# Task to carry out
Please restate the entries verbatim. The copy should hold no pictures.

(Data shown)

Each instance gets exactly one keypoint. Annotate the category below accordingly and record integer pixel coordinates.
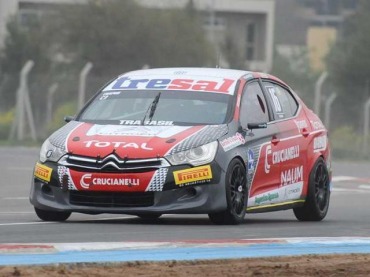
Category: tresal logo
(116, 144)
(87, 180)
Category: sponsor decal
(292, 176)
(192, 176)
(43, 172)
(266, 197)
(232, 142)
(267, 165)
(280, 156)
(301, 124)
(116, 144)
(279, 195)
(139, 131)
(317, 125)
(153, 122)
(250, 160)
(88, 180)
(285, 154)
(125, 82)
(319, 143)
(107, 94)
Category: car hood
(132, 142)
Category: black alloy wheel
(236, 195)
(318, 198)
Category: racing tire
(318, 198)
(236, 196)
(149, 216)
(52, 215)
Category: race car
(210, 141)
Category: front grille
(111, 199)
(112, 163)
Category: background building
(245, 26)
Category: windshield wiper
(151, 109)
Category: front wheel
(317, 202)
(52, 215)
(236, 195)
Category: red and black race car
(187, 141)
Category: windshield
(173, 108)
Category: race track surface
(348, 215)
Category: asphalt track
(346, 229)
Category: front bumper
(168, 196)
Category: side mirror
(252, 126)
(69, 118)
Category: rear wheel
(52, 215)
(236, 195)
(317, 202)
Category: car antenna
(218, 60)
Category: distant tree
(116, 36)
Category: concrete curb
(51, 253)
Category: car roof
(216, 80)
(190, 71)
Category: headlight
(197, 156)
(50, 152)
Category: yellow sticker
(193, 175)
(43, 172)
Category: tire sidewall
(312, 198)
(233, 164)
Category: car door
(291, 140)
(255, 118)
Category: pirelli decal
(43, 172)
(192, 176)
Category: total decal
(280, 156)
(193, 84)
(116, 144)
(88, 180)
(320, 143)
(193, 176)
(232, 142)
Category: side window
(253, 105)
(283, 103)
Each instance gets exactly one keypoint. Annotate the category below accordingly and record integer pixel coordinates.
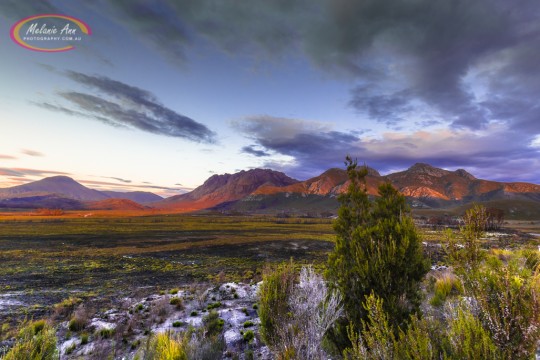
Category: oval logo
(49, 32)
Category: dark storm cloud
(173, 26)
(7, 157)
(405, 55)
(129, 106)
(316, 148)
(252, 151)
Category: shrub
(34, 343)
(213, 323)
(64, 308)
(71, 348)
(204, 347)
(176, 301)
(467, 338)
(106, 333)
(445, 285)
(76, 324)
(248, 336)
(507, 298)
(214, 305)
(377, 250)
(164, 346)
(273, 300)
(38, 326)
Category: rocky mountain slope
(220, 189)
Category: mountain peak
(423, 168)
(465, 174)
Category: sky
(163, 94)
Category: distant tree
(377, 251)
(495, 218)
(273, 301)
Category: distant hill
(62, 192)
(425, 186)
(60, 185)
(269, 191)
(50, 201)
(226, 188)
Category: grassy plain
(44, 260)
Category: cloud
(129, 106)
(7, 157)
(32, 152)
(314, 147)
(406, 57)
(118, 179)
(20, 9)
(252, 151)
(23, 172)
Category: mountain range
(269, 191)
(65, 193)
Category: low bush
(248, 336)
(36, 341)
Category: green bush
(76, 324)
(273, 300)
(248, 336)
(213, 323)
(71, 348)
(377, 250)
(467, 338)
(34, 342)
(214, 305)
(106, 333)
(248, 324)
(176, 301)
(164, 346)
(508, 302)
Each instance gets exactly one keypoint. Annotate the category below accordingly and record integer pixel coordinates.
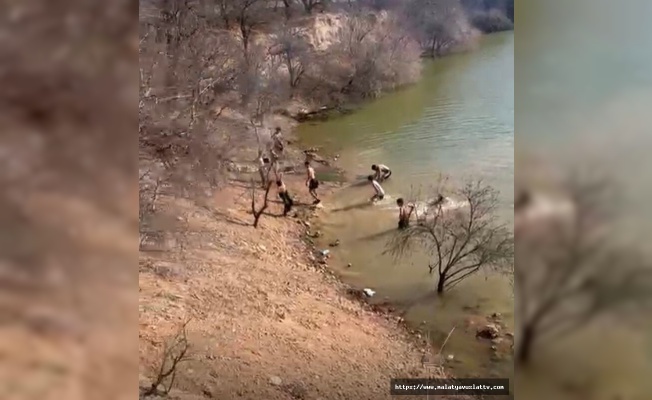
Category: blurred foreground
(583, 278)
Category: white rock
(275, 380)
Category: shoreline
(388, 307)
(224, 273)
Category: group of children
(266, 164)
(380, 174)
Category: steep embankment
(264, 318)
(267, 321)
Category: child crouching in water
(404, 213)
(284, 196)
(379, 193)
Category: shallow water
(457, 121)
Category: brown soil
(261, 310)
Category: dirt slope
(266, 324)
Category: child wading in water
(382, 172)
(379, 192)
(284, 196)
(312, 182)
(404, 213)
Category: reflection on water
(457, 121)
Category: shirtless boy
(404, 213)
(312, 182)
(263, 168)
(284, 196)
(382, 172)
(379, 192)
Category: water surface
(457, 121)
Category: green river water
(582, 80)
(458, 121)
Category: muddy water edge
(457, 121)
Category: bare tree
(247, 15)
(309, 5)
(378, 52)
(439, 25)
(460, 241)
(174, 353)
(258, 212)
(187, 69)
(570, 268)
(293, 51)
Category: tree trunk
(440, 284)
(524, 348)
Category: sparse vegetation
(570, 269)
(459, 241)
(174, 353)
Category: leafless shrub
(248, 16)
(174, 353)
(310, 5)
(373, 54)
(293, 52)
(440, 26)
(187, 71)
(491, 21)
(571, 268)
(460, 241)
(258, 212)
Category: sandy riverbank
(268, 321)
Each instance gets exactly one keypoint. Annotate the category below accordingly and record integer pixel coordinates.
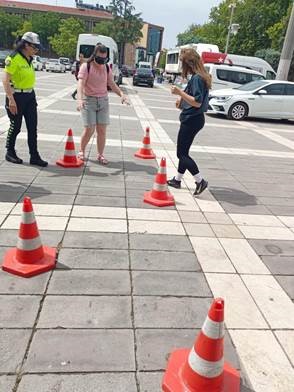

(End Data shown)

# Task answer
Each instance gets exactly one keypoint. Annotate the category below accordingly and record integer pixel coordinates.
Category: tresal logo
(116, 144)
(87, 180)
Category: sponsor decal
(292, 176)
(192, 176)
(43, 172)
(266, 197)
(232, 142)
(267, 165)
(280, 156)
(301, 124)
(116, 144)
(279, 195)
(139, 131)
(317, 125)
(153, 122)
(250, 160)
(88, 180)
(285, 154)
(125, 82)
(319, 143)
(107, 94)
Category: car hood
(132, 142)
Category: black alloy wheel
(236, 195)
(318, 198)
Category: racing tire
(318, 198)
(236, 196)
(149, 216)
(52, 215)
Category: race car
(210, 141)
Category: front grille
(111, 199)
(112, 163)
Category: background building
(245, 26)
Category: windshield wiper
(151, 109)
Category: front wheel
(317, 202)
(52, 215)
(236, 195)
Category: red and black race car
(187, 141)
Category: windshield
(173, 108)
Category: race track surface
(348, 215)
Category: asphalt track
(346, 229)
Category: front bumper
(168, 196)
Category: side mirror
(252, 126)
(69, 118)
Category: rear wheel
(52, 215)
(236, 195)
(317, 202)
Category: car antenna
(218, 60)
Category: distant tree
(116, 36)
Category: concrete curb
(51, 253)
Category: car roof
(216, 80)
(190, 71)
Category: headlight
(197, 156)
(50, 152)
Category: yellow sticker
(193, 175)
(43, 172)
Category: tire sidewall
(312, 198)
(233, 164)
Category: car door
(291, 140)
(255, 118)
Category: pirelli decal
(43, 172)
(192, 176)
Category: total decal
(280, 156)
(193, 84)
(116, 144)
(88, 180)
(320, 143)
(193, 176)
(232, 142)
Category: side window
(253, 105)
(283, 103)
Each instance gets exactly one keypoint. Annotate the category below accordingly and record integer pixel coordinates.
Category: oval logo
(49, 32)
Category: dark storm cloud
(173, 26)
(7, 157)
(405, 55)
(129, 106)
(316, 148)
(252, 151)
Category: shrub
(34, 343)
(213, 323)
(64, 308)
(71, 348)
(204, 347)
(176, 301)
(467, 338)
(106, 333)
(445, 285)
(76, 324)
(248, 336)
(507, 298)
(214, 305)
(377, 250)
(164, 346)
(273, 300)
(38, 326)
Category: rocky mountain slope
(220, 189)
Category: mountain peak
(423, 168)
(465, 174)
Category: sky
(163, 94)
Category: distant tree
(377, 251)
(495, 218)
(273, 301)
Category: distant hill
(62, 192)
(425, 186)
(60, 185)
(269, 191)
(50, 201)
(226, 188)
Category: grassy plain
(44, 260)
Category: cloud
(129, 106)
(7, 157)
(32, 152)
(314, 147)
(406, 57)
(118, 179)
(20, 9)
(252, 151)
(23, 172)
Category: mountain range
(269, 191)
(65, 193)
Category: low bush
(248, 336)
(36, 341)
Category: green bush
(76, 324)
(273, 300)
(248, 336)
(213, 323)
(71, 348)
(377, 250)
(467, 338)
(34, 342)
(214, 305)
(106, 333)
(248, 324)
(176, 301)
(164, 346)
(508, 302)
Each instance gets exactly one keypoint. Annotate the category below accordingly and record integer pixel coordinates.
Category: blurred foreground
(583, 278)
Category: white rock
(275, 380)
Category: shoreline
(388, 307)
(224, 273)
Category: group of children
(266, 164)
(380, 174)
Category: steep embankment
(264, 318)
(267, 321)
Category: child crouching in water
(404, 213)
(284, 196)
(379, 193)
Category: shallow water
(457, 121)
Category: brown soil
(261, 310)
Category: dirt slope
(266, 324)
Category: child wading in water
(382, 172)
(379, 192)
(284, 196)
(312, 182)
(404, 213)
Category: reflection on water
(457, 121)
Category: shirtless boy
(404, 213)
(312, 182)
(263, 168)
(284, 196)
(382, 172)
(379, 192)
Category: water surface
(457, 121)
Category: green river water
(582, 80)
(458, 121)
Category: muddy water edge
(457, 121)
Category: bare tree
(247, 15)
(309, 5)
(378, 52)
(439, 25)
(460, 241)
(174, 353)
(258, 212)
(187, 69)
(570, 268)
(293, 51)
Category: tree trunk
(440, 284)
(524, 348)
Category: sparse vegetation
(570, 269)
(459, 241)
(174, 353)
Category: leafless shrub
(248, 16)
(174, 353)
(310, 5)
(373, 54)
(293, 52)
(440, 26)
(187, 71)
(491, 21)
(571, 268)
(460, 241)
(258, 212)
Category: sandy riverbank
(268, 321)
Each instance gets exactly one keypoint. Annotate the category below accordingly and record integer pixel coordinates.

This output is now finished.